**Image point annotation entries:**

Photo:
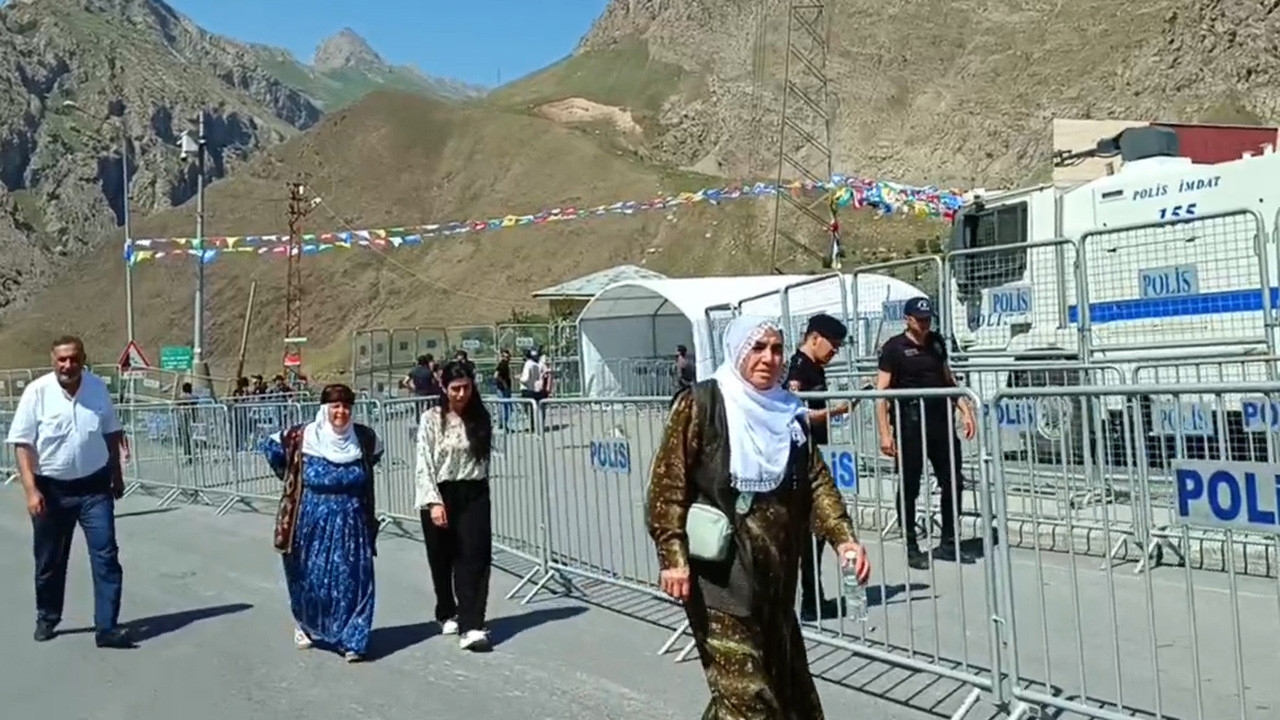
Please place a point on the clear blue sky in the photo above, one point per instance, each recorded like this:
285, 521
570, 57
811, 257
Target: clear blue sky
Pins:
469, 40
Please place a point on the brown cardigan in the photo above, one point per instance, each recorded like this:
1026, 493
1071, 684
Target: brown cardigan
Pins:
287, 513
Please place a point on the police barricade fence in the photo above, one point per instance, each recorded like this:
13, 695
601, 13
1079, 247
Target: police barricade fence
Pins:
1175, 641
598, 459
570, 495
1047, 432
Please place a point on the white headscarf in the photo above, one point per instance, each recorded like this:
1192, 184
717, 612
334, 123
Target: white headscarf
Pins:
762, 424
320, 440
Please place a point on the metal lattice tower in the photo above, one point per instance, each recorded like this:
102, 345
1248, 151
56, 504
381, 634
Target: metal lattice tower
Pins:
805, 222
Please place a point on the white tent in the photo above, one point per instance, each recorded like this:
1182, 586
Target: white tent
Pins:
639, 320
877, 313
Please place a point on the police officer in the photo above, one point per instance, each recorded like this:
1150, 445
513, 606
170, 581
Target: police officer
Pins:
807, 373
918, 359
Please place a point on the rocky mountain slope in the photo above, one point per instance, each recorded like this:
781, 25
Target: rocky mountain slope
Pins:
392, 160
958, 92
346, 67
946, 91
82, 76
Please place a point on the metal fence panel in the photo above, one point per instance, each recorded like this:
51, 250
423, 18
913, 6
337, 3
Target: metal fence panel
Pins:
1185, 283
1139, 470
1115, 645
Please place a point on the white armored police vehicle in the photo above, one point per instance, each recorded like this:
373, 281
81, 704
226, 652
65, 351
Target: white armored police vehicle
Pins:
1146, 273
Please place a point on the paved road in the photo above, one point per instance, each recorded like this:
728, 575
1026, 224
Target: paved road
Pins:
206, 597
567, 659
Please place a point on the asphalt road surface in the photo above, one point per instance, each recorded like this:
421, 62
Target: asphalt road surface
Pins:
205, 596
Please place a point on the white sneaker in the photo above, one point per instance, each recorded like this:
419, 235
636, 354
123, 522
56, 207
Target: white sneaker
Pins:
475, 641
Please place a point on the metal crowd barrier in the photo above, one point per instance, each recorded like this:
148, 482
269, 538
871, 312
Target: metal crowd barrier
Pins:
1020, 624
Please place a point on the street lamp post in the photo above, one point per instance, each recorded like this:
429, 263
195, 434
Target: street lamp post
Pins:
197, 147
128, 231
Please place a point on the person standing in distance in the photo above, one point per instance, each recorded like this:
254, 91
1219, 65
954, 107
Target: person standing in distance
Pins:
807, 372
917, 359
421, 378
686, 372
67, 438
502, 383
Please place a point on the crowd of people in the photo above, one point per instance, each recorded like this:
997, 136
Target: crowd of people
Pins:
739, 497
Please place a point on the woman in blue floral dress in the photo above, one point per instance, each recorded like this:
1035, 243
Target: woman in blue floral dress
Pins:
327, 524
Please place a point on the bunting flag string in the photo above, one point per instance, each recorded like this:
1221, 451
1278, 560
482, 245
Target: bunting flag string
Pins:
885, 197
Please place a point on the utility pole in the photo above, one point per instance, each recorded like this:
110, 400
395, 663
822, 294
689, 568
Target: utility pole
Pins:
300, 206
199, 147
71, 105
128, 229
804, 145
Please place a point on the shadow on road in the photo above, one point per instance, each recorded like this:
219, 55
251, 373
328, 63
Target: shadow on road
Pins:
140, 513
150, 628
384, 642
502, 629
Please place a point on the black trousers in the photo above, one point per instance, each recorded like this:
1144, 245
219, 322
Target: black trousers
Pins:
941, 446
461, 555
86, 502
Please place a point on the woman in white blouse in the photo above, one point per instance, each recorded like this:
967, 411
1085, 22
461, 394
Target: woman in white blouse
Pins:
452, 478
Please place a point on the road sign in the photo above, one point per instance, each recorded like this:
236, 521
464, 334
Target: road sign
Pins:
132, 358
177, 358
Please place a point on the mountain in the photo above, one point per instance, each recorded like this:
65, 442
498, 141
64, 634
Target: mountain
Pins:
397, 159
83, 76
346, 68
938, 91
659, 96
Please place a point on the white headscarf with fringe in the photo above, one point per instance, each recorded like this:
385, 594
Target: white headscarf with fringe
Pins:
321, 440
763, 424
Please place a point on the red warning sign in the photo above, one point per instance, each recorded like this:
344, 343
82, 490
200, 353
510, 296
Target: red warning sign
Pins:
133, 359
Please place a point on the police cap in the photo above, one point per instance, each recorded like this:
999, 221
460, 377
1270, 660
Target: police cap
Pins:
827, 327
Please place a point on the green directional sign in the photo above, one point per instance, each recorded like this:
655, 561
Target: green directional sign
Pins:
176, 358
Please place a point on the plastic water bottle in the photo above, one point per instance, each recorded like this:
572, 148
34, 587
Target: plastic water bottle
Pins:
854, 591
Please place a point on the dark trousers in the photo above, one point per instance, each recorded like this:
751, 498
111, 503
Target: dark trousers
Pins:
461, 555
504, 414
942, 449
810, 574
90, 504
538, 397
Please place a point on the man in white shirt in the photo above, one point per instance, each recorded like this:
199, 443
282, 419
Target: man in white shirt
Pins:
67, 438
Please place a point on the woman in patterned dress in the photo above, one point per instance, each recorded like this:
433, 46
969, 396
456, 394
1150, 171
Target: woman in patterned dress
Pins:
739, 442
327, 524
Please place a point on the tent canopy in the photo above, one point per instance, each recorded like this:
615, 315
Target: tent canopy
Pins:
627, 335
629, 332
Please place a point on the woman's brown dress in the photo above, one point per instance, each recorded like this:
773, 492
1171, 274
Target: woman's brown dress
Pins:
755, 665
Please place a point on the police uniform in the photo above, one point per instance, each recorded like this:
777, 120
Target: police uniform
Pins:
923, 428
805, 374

**The task:** Write out the listing word for word, omitting the pictures it holds.

**Answer to the exercise:**
Photo:
Please place a point on the clear blue sky in the photo above, one point per instance, each recorded like this:
285, 521
570, 57
811, 257
Target: clear blue sky
Pins:
469, 40
Please place a point on the brown cardigan in the photo above, one point per instance, each recorded like this:
1026, 493
1071, 684
Target: brown cardigan
Pins:
287, 513
Please place a point on the police barricade fence in the photo above, one point per instance, each recorded like this:
13, 695
601, 13
1079, 247
Target: police barricade fence
Pins:
1175, 641
598, 459
570, 495
1047, 432
Please place a point on the white headscarf in the photo above, one point per instance, each recorded like this:
1192, 184
717, 612
334, 123
Target: white headscarf
Pins:
762, 424
320, 440
Please place a point on the metal lattice tower in the photo above, one point per instance, each recorded like this:
102, 345
1248, 151
56, 504
381, 634
Target: metal lattice tower
Pins:
805, 222
Please place a point on the white tent in the photo above, one point per instance, each recorded like this:
1182, 586
Target: white tent
Pins:
639, 320
877, 313
Please place a point on the police officer in the photo above, one point per instance, each recorded like this:
1150, 445
513, 606
170, 581
Target: police officer
Pins:
807, 373
918, 359
Please place a point on the rocky mountain slope in the photo above, one point per instance, each recorded like this:
781, 25
Target: rocky mountain slope
Pins:
392, 160
958, 92
346, 67
946, 91
82, 76
Please place a point on the metal fence panel in the photo above, one point per instance, each recorded like this:
51, 250
423, 18
913, 6
337, 3
Target: metal fence panel
Pins:
1185, 283
1139, 470
1115, 645
Please place a point on the white armored police vehicle in the photo above, one point per instance, each recorded like this:
373, 281
81, 704
226, 652
65, 351
Target: white armored police vehicle
Pins:
1146, 273
Please place a point on the paved road in the photo above, one point per instance, each recorded like this:
728, 575
1026, 224
Target: paved road
Pins:
206, 597
567, 659
Please place a point on the asphalt road surface in the photo above, one point per instance, each recorded like this:
421, 62
Target: asphalt road surface
Pins:
205, 596
Please place a point on the white sneaker in the photo above, one point per instance, each recorded like this:
419, 235
636, 354
123, 522
56, 207
Target: white sneaker
Pins:
475, 641
Please place a point on the metal crowd barrier in the photo above, one point per instance, each recorded like this:
148, 482
269, 538
871, 312
Target: metal crowd barrier
Pins:
1020, 624
Please place a point on the street lamp post in the photo above, one point per instance, each recorded like this:
429, 263
195, 434
Target: street lamp post
Pins:
197, 147
128, 231
Please place a point on the person standing in distance in the photo above, one point per instance, each recorded like this:
254, 91
1219, 65
954, 107
Target: person standing in distance
Pins:
807, 372
917, 359
421, 378
686, 372
67, 438
502, 383
Please place a point on the crowd of people in the photo above, one point per instance, each recorded like this:
997, 136
Target: crowd of people
Pins:
739, 497
Please place a point on the woman in blue floral dress in the photo above, one point per instance, each recorded like this:
1035, 243
Target: woman in blue floral dress
Pins:
327, 524
Please place a point on the bunting flag string in the photo above, one point per instance, each recorded like this:
1221, 451
1278, 560
482, 245
Target: bunting flag string
Pins:
885, 197
Please place a point on the utility pole in the photo above, one point per instance, each recorded like this:
110, 400
395, 663
822, 294
689, 568
Target: utility pole
Pins:
300, 206
199, 147
71, 105
128, 229
804, 145
Please place a point on the shadow on road in the photo above, one point per instance, each recorded like this:
219, 55
251, 373
328, 63
Target: shadow on road
Pins:
140, 513
150, 628
384, 642
502, 629
Please place a point on the black trousers in the photo above, one point per instance, each recorded like this:
1144, 245
219, 322
Target: black trousers
Pins:
941, 446
461, 555
86, 502
Please place a point on the woman in white blouse in the photo above, one point per instance, each recorded like this:
967, 411
1085, 22
461, 394
Target: woman in white blouse
Pins:
452, 478
Please place a point on the road sign in the photo above, one point per instance, each recorded like this:
236, 521
464, 334
Target: road sign
Pins:
132, 358
177, 358
Please place a point on the mountain in the photo above, one point per instance, each recorded like this:
65, 442
498, 141
64, 634
Target: mountain
Pins:
397, 159
83, 76
346, 68
938, 91
659, 96
Please place a point on the white headscarf with fringe in the photo above, one point per instance, each recorded like this:
385, 594
Target: white headscarf with fringe
Pins:
321, 440
763, 424
Please place a point on the red warning sign in the photo above, one point per instance, each recorded like this:
344, 343
82, 490
200, 353
510, 296
Target: red warning sign
Pins:
133, 359
Please place a point on the police cap in the photo above, one point per instance, each recorded like this:
999, 221
460, 377
1270, 660
Target: police cap
Pins:
827, 327
Please place a point on the green directional sign in the photo above, one point per instance, each recorded like this:
655, 561
Target: green directional sign
Pins:
176, 358
Please place a point on the plastic water bottle in the photo above, one point per instance, each recorded like this:
572, 148
34, 587
Target: plastic water bottle
Pins:
854, 591
Please place a point on the dark trousers in the photo above, one point per instance, each recorded like this:
751, 498
111, 503
Target: dark trousers
Pins:
461, 555
504, 414
942, 449
810, 574
90, 504
538, 397
Please place a point on the man in white shirt in the photo above, one point per instance, each recorded like this:
199, 443
282, 419
Target: man in white shirt
Pins:
67, 438
Please place a point on the woman in patterned dress in the photo above, one point per instance, each recorded like this:
433, 46
969, 396
456, 394
1150, 171
Target: woman in patterned dress
Pins:
739, 442
327, 524
Please place a point on the tent canopy in the photo above, one point per instance, each recorded like this:
615, 315
Target: tent canopy
Pins:
627, 335
629, 332
Please place a point on the woman's brown dress in the photo above, one point per instance, each recorded like this:
773, 492
1171, 274
Target: woman's brown dress
Pins:
755, 665
Please place a point on the police uniform in the photo above, one point per instance, each recorded like this:
777, 120
Target: police uniform
Pins:
923, 428
805, 374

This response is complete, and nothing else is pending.